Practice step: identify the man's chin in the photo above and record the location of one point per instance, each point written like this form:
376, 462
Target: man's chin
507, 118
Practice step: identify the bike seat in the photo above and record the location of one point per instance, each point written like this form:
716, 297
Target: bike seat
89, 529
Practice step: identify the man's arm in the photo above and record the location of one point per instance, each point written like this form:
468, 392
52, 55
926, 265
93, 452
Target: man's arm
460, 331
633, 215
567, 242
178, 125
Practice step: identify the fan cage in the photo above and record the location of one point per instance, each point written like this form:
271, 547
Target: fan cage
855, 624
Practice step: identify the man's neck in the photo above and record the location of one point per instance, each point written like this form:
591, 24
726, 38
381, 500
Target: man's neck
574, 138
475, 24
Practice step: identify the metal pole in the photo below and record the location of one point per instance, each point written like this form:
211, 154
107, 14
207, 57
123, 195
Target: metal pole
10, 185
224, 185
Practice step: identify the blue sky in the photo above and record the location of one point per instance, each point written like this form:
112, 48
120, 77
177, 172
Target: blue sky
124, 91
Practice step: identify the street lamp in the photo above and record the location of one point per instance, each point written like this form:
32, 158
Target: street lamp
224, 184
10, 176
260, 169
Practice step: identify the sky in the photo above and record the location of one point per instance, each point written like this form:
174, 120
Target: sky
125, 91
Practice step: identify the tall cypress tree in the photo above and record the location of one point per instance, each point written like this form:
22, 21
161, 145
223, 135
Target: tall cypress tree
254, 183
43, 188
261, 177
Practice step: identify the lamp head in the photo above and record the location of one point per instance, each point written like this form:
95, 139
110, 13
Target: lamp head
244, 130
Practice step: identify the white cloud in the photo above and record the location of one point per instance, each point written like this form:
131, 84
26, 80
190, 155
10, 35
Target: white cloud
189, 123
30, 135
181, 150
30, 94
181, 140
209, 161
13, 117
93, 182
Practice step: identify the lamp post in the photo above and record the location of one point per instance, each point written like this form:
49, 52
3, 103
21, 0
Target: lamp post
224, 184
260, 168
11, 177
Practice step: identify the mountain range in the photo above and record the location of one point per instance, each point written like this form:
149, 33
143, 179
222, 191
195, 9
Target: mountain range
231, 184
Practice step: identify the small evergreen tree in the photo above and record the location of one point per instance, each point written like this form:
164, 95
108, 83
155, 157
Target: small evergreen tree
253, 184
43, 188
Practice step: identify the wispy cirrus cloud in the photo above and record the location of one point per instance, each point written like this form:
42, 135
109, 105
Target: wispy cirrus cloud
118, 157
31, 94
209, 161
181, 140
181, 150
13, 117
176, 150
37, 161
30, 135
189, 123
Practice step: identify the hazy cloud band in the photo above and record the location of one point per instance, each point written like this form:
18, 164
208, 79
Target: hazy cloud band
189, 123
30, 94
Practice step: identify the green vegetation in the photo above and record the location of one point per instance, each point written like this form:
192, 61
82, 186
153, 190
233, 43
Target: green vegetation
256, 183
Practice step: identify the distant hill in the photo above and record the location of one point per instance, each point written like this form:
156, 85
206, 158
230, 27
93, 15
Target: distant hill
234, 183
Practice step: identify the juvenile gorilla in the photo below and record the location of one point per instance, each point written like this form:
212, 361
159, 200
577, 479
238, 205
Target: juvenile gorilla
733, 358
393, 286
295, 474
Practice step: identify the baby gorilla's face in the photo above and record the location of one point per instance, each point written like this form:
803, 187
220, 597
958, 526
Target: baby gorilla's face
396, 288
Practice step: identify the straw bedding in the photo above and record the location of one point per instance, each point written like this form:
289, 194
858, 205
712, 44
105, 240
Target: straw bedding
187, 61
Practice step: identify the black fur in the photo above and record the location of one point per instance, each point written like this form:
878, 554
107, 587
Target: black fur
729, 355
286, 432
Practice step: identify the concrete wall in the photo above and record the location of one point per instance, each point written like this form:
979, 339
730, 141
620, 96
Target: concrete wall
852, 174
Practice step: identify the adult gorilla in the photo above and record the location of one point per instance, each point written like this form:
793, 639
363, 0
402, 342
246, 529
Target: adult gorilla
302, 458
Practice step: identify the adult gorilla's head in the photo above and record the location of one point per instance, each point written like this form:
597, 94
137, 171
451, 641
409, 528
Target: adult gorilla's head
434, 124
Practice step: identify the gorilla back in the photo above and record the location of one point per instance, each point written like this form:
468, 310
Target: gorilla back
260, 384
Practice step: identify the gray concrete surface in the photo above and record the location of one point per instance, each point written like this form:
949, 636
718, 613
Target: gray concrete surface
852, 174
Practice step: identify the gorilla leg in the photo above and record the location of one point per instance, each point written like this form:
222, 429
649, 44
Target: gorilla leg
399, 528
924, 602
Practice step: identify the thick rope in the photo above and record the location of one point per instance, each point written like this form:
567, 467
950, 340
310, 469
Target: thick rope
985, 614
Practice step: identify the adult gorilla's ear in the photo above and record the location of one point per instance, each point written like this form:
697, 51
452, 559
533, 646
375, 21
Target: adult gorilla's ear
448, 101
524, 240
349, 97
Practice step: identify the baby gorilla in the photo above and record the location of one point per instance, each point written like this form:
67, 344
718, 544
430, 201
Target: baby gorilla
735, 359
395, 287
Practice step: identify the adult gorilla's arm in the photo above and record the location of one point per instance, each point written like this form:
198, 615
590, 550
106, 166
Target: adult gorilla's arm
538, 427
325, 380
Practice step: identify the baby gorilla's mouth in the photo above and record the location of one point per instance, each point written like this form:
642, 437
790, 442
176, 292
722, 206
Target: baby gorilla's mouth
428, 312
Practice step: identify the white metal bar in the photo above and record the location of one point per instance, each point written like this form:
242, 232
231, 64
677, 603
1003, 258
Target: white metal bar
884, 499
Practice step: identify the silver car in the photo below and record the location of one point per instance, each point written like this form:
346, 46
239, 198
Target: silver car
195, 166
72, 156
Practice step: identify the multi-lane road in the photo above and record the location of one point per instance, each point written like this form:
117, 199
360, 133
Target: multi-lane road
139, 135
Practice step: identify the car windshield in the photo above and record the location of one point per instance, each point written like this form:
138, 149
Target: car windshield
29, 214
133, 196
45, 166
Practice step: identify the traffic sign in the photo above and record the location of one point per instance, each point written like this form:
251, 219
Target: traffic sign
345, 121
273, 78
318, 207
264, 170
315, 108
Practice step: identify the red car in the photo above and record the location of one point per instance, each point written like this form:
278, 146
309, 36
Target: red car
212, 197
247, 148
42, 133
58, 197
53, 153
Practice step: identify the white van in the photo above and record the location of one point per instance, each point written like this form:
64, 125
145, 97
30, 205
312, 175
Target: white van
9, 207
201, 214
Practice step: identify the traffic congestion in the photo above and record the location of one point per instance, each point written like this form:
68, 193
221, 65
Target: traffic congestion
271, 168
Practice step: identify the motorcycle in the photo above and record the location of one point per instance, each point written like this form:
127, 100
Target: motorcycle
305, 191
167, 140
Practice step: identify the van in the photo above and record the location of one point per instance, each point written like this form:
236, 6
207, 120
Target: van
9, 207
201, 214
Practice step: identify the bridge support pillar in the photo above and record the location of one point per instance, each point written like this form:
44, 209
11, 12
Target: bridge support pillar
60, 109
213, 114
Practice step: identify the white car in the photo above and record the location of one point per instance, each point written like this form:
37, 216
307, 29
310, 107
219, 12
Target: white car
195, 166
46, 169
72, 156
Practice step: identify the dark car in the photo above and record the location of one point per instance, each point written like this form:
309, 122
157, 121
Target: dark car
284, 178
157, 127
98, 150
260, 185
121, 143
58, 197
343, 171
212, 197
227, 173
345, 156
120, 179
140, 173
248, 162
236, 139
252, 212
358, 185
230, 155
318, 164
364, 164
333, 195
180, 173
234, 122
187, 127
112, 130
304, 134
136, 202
+++
(EXERCISE): Please copy out the entries from the line containing "Practice step: identify the van" through the end of the entries, keeping every non-answer line unchanged and shifting each point coordinate in the answers up by 137.

(RESULT OF THE TASK):
Practice step: identify the van in the photo above and record the location of one point per instance, each point written like this form:
236, 6
207, 120
Target: van
146, 344
338, 351
Practice step: identify the bridge support pillar in the photo above and record the location of one point per instance, each point written like this form:
44, 209
11, 12
Target: bridge support pillar
197, 246
350, 251
Practice step: identify the white car in the photo above and record the location of one point per instance, each point written like this form:
37, 216
307, 29
310, 107
219, 12
Target: white car
332, 303
183, 306
209, 293
Practice step: identify the dark car in the photo above and record the location of one point per instance, each point written like this form:
309, 122
157, 121
Target: dark car
421, 315
294, 264
235, 287
397, 322
258, 280
195, 334
480, 308
349, 334
364, 310
482, 293
257, 316
277, 310
385, 299
373, 276
389, 349
495, 322
367, 292
455, 301
501, 301
470, 332
317, 310
371, 259
324, 264
249, 267
441, 271
273, 339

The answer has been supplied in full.